| Prompt |
Determine which lines of the records include the word "vest", and copy them.

| Input data |
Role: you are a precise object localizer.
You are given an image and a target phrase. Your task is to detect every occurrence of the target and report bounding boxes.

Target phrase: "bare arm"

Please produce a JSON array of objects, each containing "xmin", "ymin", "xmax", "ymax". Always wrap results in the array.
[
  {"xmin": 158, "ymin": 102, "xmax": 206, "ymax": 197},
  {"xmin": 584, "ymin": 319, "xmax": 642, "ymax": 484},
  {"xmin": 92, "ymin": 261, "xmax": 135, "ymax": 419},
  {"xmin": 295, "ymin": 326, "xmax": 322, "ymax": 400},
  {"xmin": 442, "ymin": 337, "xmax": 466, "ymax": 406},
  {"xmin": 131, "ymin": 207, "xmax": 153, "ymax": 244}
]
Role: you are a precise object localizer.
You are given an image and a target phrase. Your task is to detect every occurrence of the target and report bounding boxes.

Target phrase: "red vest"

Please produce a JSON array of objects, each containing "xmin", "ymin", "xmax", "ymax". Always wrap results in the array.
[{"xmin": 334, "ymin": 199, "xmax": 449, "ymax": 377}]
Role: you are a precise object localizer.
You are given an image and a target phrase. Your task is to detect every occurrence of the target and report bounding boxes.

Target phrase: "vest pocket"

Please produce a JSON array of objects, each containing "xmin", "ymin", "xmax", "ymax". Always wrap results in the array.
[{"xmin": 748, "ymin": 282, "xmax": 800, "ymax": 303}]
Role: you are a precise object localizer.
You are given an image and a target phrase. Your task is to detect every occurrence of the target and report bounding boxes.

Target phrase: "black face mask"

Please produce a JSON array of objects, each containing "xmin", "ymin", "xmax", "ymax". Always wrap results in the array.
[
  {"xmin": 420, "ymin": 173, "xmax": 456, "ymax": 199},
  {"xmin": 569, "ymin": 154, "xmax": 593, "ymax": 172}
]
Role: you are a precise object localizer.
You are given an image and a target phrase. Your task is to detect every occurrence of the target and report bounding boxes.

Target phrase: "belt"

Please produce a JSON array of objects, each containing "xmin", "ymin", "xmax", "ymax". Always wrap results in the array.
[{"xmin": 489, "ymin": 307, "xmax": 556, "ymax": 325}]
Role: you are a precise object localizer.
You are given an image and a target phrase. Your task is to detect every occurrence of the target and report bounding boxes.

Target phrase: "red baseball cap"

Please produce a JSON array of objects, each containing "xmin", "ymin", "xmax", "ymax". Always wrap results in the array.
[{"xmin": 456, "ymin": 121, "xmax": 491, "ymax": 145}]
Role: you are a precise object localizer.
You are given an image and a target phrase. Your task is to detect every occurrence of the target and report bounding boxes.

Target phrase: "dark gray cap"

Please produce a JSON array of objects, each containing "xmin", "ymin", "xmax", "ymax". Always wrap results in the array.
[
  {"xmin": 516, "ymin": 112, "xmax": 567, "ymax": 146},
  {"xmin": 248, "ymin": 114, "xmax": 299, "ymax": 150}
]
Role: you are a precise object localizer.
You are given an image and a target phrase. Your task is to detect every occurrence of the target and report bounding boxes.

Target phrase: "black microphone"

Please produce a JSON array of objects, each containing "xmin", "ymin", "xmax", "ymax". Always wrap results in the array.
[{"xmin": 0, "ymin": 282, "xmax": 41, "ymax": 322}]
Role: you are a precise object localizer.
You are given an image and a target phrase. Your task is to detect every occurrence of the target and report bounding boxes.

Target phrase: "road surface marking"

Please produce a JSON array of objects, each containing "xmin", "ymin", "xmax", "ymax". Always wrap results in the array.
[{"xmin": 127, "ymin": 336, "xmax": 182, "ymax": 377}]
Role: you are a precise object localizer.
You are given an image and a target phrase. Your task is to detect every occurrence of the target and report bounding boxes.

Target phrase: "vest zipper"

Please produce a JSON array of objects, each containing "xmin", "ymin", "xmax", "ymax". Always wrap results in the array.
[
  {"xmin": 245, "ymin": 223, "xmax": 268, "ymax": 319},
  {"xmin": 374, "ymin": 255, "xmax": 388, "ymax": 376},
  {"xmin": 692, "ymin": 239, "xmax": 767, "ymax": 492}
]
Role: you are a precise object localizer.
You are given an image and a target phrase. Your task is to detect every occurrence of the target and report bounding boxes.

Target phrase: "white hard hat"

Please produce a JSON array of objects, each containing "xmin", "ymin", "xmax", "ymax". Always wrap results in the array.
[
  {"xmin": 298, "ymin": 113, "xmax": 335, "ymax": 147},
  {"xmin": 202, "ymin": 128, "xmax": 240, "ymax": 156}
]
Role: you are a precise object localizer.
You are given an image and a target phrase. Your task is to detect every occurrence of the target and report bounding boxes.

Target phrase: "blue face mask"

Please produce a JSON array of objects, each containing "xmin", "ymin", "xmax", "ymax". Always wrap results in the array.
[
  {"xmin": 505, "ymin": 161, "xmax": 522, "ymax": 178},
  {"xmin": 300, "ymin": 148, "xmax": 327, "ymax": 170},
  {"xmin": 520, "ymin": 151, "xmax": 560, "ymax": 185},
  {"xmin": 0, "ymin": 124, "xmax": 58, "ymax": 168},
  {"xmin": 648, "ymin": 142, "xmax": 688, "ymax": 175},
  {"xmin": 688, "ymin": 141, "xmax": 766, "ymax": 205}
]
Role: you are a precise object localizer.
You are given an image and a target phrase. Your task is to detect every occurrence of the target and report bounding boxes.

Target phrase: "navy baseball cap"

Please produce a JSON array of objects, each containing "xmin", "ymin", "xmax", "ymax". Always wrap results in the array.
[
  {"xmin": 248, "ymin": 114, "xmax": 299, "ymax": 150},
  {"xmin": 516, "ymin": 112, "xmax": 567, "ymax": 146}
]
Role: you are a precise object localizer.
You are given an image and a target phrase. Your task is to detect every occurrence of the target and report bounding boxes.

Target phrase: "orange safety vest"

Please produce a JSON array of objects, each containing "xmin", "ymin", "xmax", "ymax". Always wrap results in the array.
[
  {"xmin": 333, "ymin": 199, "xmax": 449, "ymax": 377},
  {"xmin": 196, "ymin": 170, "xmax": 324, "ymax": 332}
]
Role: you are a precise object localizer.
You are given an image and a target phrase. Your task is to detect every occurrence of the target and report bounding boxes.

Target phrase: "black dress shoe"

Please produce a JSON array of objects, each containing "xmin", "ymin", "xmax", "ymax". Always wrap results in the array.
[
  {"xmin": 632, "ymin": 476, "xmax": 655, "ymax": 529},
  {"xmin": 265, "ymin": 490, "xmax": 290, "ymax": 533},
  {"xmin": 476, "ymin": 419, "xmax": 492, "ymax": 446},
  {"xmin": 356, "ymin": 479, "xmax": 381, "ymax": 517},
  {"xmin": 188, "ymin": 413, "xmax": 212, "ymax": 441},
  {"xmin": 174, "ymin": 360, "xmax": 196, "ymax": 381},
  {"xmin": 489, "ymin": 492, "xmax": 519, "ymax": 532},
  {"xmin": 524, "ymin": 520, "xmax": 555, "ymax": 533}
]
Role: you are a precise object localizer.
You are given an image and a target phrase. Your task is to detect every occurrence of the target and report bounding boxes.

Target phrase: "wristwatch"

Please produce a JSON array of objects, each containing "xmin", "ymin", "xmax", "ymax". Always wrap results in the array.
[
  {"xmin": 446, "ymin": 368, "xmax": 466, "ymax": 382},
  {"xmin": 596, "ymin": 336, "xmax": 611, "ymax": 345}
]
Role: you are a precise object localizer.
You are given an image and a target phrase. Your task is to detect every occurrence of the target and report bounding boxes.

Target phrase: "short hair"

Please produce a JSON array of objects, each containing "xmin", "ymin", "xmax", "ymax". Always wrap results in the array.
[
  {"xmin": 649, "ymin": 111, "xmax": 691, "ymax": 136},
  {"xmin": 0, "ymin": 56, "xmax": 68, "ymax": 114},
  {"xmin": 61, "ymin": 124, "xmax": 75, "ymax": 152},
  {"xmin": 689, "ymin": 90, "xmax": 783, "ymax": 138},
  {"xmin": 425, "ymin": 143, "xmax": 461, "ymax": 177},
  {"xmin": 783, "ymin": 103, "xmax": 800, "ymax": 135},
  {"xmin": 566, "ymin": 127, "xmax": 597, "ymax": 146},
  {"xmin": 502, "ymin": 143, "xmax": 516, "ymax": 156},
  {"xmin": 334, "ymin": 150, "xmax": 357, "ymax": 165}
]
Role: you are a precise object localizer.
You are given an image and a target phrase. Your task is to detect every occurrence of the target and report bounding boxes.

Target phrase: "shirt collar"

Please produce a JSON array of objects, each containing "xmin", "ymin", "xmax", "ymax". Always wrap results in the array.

| Written solution |
Target phrase: "red vest"
Target phrase: "vest pocket"
Target phrase: "vest zipper"
Target phrase: "orange safety vest"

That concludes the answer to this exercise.